- [PROMPT]: Report all lines of the data below that hold the word "floor".

- [SUPPLIED MATERIAL]:
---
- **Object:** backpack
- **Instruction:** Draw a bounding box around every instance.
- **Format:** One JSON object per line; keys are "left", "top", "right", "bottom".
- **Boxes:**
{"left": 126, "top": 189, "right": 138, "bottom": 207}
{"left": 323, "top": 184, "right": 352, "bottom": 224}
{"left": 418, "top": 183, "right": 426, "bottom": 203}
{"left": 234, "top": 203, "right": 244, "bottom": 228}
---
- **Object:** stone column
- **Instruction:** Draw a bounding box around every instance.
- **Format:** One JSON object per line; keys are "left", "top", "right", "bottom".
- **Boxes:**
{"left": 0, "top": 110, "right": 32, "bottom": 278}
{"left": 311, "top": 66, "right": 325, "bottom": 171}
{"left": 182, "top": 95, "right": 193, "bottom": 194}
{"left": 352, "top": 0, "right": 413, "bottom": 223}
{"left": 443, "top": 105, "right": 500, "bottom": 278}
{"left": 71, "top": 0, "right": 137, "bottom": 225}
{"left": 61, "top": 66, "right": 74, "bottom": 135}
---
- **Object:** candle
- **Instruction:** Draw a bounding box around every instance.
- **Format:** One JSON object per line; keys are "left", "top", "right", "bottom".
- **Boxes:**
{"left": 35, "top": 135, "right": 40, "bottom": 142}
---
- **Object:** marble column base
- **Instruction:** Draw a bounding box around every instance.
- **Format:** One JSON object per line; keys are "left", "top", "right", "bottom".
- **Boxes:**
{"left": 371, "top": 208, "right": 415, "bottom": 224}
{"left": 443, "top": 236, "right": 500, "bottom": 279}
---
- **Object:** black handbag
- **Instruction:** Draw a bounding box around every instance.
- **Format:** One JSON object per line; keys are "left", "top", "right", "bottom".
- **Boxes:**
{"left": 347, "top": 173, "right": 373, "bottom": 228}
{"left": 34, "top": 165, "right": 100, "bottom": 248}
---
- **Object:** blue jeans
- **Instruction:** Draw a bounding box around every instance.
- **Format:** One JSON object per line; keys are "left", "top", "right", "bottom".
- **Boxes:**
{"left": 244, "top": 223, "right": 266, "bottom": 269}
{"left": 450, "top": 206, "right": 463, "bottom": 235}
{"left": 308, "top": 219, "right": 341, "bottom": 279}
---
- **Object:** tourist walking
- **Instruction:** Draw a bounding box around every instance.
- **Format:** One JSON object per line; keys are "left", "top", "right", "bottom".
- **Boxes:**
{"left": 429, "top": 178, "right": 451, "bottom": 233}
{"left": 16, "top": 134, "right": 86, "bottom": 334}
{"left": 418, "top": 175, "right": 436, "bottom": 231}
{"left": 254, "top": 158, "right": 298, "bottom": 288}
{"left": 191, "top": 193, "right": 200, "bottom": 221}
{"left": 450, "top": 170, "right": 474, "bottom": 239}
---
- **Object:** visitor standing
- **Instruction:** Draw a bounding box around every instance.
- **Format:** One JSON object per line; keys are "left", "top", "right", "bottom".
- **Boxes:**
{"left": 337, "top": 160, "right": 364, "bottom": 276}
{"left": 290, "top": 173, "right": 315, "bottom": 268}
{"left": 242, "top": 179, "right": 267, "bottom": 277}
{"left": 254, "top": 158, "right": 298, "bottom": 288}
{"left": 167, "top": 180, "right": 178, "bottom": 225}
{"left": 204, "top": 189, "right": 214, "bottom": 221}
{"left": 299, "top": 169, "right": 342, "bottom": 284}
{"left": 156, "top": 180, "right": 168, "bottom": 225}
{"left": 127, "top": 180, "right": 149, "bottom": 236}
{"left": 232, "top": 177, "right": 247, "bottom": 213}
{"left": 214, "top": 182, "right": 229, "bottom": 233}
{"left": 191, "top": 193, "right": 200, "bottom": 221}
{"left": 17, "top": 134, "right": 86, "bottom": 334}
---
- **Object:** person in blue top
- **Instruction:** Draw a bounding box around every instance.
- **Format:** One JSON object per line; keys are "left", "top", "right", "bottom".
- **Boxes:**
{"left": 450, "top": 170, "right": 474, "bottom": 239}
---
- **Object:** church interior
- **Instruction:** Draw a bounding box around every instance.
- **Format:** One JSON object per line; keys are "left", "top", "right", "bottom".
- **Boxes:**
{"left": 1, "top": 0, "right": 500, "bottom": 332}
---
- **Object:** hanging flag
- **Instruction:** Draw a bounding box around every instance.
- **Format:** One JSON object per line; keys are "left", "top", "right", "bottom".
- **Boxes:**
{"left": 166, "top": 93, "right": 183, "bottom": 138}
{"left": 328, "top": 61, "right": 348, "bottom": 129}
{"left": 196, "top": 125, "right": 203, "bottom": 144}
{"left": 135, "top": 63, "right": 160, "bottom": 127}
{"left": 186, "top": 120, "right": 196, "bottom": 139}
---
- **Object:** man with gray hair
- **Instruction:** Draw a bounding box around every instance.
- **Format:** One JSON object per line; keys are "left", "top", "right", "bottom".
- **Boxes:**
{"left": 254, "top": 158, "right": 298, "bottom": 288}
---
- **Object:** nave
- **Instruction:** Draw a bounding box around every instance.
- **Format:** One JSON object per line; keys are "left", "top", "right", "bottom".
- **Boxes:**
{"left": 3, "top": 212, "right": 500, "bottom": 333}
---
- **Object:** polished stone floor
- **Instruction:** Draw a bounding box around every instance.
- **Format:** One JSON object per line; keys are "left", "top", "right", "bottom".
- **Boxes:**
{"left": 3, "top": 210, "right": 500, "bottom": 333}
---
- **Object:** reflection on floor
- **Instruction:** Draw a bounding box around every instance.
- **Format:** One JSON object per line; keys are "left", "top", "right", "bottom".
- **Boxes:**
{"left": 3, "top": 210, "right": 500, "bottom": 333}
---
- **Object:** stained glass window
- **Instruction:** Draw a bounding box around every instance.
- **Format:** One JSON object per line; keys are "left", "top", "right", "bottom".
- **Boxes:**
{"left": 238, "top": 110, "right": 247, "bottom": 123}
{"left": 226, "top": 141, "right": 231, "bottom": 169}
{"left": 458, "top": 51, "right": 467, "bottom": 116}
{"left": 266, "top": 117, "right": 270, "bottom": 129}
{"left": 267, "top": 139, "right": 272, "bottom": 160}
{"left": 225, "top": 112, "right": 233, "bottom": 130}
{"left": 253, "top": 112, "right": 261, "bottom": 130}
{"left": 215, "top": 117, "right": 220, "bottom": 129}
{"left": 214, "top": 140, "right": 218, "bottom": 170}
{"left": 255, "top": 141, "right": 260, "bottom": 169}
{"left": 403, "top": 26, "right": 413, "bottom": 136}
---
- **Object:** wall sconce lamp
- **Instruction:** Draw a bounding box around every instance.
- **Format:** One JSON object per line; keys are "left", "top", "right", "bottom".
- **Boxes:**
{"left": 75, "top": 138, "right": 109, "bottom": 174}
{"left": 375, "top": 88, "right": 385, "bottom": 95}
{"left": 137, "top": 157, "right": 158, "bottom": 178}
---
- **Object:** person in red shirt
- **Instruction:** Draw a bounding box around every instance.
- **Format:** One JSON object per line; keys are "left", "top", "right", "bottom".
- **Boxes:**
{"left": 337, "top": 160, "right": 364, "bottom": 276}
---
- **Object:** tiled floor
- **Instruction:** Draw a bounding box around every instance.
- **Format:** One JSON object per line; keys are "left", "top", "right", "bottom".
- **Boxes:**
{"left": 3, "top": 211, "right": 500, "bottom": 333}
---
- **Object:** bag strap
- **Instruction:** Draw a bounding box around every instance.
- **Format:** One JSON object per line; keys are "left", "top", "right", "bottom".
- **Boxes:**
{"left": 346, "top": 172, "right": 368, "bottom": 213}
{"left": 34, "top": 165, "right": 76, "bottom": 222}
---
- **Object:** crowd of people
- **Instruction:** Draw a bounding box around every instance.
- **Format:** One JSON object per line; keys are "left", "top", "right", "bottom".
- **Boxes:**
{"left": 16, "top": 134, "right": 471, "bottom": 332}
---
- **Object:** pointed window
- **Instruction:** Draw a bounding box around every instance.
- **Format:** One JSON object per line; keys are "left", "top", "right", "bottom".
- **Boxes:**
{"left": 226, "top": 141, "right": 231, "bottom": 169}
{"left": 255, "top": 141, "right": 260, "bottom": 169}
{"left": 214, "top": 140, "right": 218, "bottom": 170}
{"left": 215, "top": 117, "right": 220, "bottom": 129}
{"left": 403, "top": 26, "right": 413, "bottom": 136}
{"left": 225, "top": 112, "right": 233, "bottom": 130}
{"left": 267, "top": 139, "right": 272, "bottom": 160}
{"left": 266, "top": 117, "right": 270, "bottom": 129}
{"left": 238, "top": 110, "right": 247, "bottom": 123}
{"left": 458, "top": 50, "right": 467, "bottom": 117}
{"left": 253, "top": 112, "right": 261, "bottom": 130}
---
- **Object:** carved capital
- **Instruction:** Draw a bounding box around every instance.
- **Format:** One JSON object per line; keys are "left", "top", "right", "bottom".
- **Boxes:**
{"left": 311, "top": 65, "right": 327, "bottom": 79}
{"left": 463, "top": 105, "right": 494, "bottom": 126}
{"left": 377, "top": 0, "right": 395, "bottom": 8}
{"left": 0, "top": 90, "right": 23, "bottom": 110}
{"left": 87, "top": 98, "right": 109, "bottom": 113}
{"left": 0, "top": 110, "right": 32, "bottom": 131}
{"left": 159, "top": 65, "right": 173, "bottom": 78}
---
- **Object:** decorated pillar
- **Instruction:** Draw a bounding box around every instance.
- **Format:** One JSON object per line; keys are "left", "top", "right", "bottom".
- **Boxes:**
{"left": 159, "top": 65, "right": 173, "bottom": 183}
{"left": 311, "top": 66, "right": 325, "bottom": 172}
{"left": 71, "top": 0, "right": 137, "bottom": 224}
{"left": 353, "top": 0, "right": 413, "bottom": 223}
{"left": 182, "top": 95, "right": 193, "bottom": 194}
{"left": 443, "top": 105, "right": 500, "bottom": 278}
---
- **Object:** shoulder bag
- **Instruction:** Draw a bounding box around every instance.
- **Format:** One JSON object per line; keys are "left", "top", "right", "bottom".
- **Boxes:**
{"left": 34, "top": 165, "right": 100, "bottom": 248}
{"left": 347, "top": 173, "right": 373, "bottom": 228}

==

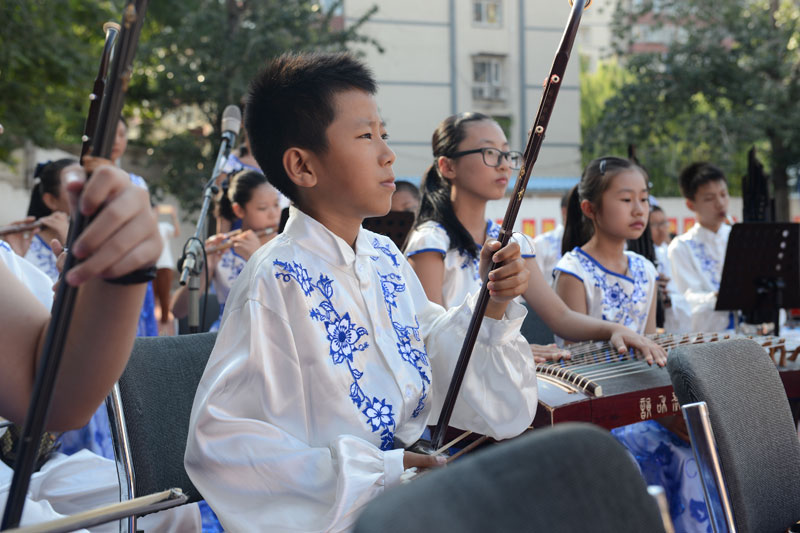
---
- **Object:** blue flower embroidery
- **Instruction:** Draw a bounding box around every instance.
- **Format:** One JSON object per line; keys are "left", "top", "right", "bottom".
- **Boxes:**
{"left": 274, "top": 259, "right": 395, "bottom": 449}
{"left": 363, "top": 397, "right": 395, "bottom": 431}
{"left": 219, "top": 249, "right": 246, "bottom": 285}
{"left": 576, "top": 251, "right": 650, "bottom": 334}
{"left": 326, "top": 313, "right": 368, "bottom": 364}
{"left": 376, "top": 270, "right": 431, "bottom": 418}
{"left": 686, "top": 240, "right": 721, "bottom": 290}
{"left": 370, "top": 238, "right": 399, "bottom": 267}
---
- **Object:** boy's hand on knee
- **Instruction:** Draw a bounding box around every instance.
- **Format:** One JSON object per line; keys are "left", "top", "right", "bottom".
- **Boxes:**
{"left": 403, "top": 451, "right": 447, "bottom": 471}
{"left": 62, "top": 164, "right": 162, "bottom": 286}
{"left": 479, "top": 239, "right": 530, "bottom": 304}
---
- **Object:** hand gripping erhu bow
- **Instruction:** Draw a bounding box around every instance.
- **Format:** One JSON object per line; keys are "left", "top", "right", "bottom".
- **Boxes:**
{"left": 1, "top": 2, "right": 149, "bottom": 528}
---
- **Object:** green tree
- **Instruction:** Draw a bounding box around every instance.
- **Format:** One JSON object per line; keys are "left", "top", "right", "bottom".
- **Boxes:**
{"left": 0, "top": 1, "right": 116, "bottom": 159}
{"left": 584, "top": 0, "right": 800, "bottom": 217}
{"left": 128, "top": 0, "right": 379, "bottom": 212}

- [ANSWER SPACE]:
- **Object:** polished stone floor
- **Object:** reflection on floor
- **Object:** tiled floor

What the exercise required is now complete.